Document section:
###

Naturally, the chef was outraged by my comments, even though he had solicited them. The loin, he sneered, was from New Zealand, and the chops were from Colorado, thus explaining the taste difference. As for the shrimp and fish, "I buy it fresh every day," he said stiffly and left the table in a huff. For the record, I am not insisting that Harmon doesn't replenish his supplies on a regular basis or that he is the one who doctored the salmon. I am merely offering the two best-case scenarios: He is buying goods that aren't graded on the high end of the scale, perhaps to save on a too-tight budget that HR tracks. Or he actually doesn't know better, is being bamboozled, and could use a course or two in marine-life identification.
I'm comfortable in saying, however, that Harmon lacks propriety. I wasn't so polite either by the time general manager Patrick Kemmache came over to "apologize for my chef." I had not requested the presence of the GM, partly because I was still in shock that such an altercation would occur where main course prices average $25 and where we had started the evening by ordering a bottle of Far Niente Chardonnay. At $67, a really good price for such a small-production vintage, the wine was the second most expensive white on the menu.
When the GM tried to excuse the chef as being a little "hot-headed," I corrected him. "Your chef is an ass," I said.
"You're right. He is an ass," Kemmache replied.
To his credit, Kemmache was really just trying to salvage the situation. But instead of immediately -- and discreetly -- comping the bill or arranging for wine or desserts to be sent out (any of which might have actually prevented me from ethically publishing a review), he asked me what I wanted by way of compensation. I didn't want anything but the respect that every customer deserves, and I told him something like that. Nor did I request an apology from the chef. Of course, one wasn't forthcoming, though the roasted chicken made an appearance. The dish was fine, but I was afraid to eat it; I've worked in too many kitchens to be ignorant about the retributions awarded to so-called "difficult patrons."
As far as desserts went, we were handed the menus, and coffee was delivered. But after half an hour of waiting for the server to come back to see if we wanted the sun-dried blueberry bread pudding with maple crème Anglaise, the Hill Country peach cobbler, or the Mayhaw berry swirl cheesecake, we gave up and asked for the check. I don't blame the server, who was perfectly polite throughout the evening, for being overly cautious. By that point, I'd have been afraid of me too.

###

[Stored data entries]

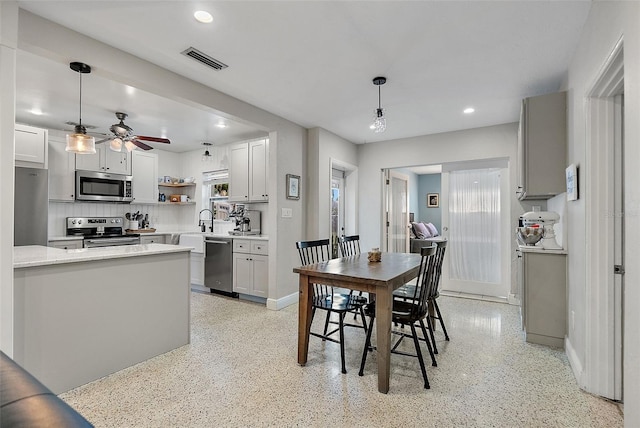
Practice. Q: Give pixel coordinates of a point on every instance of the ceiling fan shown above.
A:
(124, 136)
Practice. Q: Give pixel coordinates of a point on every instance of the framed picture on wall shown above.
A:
(293, 186)
(433, 200)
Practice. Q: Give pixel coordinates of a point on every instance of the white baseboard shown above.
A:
(283, 302)
(574, 362)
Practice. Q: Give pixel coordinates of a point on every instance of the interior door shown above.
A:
(396, 189)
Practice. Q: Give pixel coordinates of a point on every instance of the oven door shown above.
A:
(110, 242)
(103, 187)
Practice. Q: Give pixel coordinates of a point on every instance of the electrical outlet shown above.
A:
(287, 212)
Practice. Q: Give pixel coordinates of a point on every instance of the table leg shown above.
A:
(384, 300)
(304, 318)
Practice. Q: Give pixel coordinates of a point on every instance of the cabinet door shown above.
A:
(61, 171)
(145, 177)
(91, 162)
(258, 171)
(118, 162)
(242, 273)
(239, 173)
(30, 146)
(260, 276)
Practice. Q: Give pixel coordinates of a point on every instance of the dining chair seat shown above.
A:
(324, 297)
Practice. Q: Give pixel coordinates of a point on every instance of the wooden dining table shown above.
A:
(357, 273)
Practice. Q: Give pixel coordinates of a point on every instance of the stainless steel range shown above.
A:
(100, 231)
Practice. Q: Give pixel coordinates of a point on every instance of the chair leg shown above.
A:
(367, 343)
(433, 337)
(341, 318)
(444, 330)
(416, 342)
(426, 339)
(326, 324)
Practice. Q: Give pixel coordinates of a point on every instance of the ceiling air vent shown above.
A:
(204, 58)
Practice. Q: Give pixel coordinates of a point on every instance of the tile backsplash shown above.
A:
(171, 218)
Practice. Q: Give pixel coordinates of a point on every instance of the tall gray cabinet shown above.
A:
(542, 147)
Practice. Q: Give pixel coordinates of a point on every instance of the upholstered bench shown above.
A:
(25, 402)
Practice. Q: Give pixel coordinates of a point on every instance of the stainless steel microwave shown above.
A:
(103, 187)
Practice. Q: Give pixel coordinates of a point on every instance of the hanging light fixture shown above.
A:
(379, 121)
(79, 142)
(206, 157)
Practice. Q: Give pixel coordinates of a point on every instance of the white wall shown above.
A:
(607, 23)
(482, 143)
(324, 148)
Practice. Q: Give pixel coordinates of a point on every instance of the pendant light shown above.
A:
(79, 142)
(379, 121)
(206, 157)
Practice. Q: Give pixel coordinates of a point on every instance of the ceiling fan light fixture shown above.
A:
(130, 146)
(379, 121)
(116, 145)
(79, 142)
(206, 156)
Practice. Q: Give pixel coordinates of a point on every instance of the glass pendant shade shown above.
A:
(130, 146)
(80, 143)
(116, 144)
(379, 123)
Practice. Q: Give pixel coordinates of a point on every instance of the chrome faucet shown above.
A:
(202, 223)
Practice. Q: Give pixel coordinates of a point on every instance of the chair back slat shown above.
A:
(349, 245)
(312, 252)
(425, 282)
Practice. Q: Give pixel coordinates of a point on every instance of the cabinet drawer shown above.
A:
(241, 246)
(259, 247)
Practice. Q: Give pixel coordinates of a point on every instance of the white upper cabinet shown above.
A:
(61, 171)
(542, 147)
(30, 146)
(105, 160)
(248, 179)
(145, 177)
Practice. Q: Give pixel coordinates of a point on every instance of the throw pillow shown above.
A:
(421, 231)
(432, 229)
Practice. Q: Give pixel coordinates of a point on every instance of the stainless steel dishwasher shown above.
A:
(218, 265)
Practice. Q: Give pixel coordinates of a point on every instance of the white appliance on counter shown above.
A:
(546, 220)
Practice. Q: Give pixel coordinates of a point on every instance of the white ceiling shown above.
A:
(313, 63)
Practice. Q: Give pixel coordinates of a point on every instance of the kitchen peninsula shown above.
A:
(82, 314)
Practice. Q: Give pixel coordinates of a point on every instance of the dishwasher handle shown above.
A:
(207, 241)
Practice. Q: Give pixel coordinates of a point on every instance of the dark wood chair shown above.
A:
(409, 311)
(324, 297)
(408, 289)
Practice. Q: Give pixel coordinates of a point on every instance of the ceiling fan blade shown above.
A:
(153, 139)
(141, 145)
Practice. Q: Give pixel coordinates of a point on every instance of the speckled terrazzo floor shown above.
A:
(240, 370)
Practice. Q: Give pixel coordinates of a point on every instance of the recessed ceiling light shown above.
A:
(203, 16)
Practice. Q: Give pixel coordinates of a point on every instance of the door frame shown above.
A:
(601, 360)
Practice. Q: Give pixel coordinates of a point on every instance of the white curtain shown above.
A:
(474, 225)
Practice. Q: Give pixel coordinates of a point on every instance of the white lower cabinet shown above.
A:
(66, 244)
(251, 267)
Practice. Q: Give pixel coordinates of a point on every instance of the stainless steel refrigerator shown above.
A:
(31, 206)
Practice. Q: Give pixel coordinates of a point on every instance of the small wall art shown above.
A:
(293, 186)
(433, 200)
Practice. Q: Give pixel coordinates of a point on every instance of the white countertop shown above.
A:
(36, 255)
(539, 249)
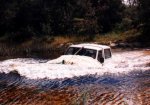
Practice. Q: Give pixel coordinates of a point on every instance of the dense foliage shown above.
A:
(54, 17)
(22, 19)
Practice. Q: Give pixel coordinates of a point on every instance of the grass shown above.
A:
(52, 47)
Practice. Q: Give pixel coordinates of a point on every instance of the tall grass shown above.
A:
(52, 47)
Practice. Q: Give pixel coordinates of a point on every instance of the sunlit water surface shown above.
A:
(122, 80)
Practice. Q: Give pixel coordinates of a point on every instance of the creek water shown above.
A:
(122, 80)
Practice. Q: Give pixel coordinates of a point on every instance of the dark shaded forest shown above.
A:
(23, 19)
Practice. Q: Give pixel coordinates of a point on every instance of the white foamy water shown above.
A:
(123, 62)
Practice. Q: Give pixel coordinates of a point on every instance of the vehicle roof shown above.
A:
(91, 46)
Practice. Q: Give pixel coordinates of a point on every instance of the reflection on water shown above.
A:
(132, 88)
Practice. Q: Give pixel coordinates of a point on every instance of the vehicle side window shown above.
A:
(71, 51)
(99, 55)
(107, 53)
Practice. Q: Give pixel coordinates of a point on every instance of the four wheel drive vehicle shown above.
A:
(86, 54)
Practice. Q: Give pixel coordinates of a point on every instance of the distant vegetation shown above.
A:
(32, 26)
(21, 20)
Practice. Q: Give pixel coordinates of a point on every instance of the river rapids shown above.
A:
(122, 80)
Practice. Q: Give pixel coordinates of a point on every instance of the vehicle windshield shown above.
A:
(81, 51)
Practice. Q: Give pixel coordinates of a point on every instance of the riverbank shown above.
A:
(52, 47)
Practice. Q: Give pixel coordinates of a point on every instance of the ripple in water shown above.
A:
(110, 88)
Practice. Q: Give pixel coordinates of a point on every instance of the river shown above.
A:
(124, 80)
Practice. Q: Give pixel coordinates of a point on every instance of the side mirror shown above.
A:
(101, 60)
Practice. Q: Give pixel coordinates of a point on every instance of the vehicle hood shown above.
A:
(75, 60)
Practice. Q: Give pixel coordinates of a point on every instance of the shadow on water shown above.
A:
(85, 90)
(14, 78)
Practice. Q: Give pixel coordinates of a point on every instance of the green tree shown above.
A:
(108, 13)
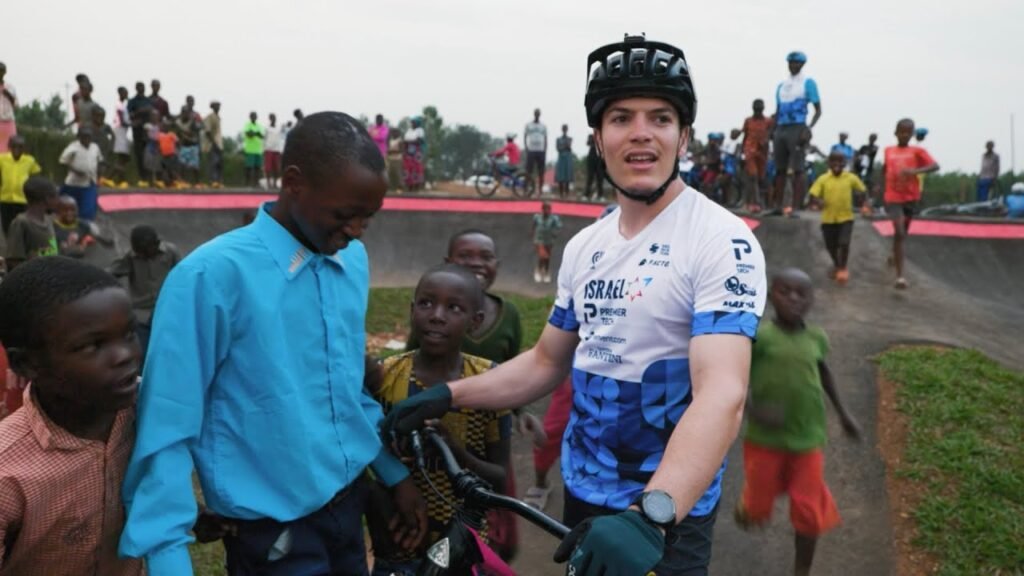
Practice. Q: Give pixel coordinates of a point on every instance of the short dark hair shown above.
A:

###

Task instructions:
**A)** According to the restaurant review, where did the chef say the loin came from?
**B)** Please repeat the restaurant review from "As far as desserts" to "afraid of me too.".

List of solutions:
**A)** New Zealand.

**B)**
As far as desserts went, we were handed the menus, and coffee was delivered. But after half an hour of waiting for the server to come back to see if we wanted the sun-dried blueberry bread pudding with maple crème Anglaise, the Hill Country peach cobbler, or the Mayhaw berry swirl cheesecake, we gave up and asked for the check. I don't blame the server, who was perfectly polite throughout the evening, for being overly cautious. By that point, I'd have been afraid of me too.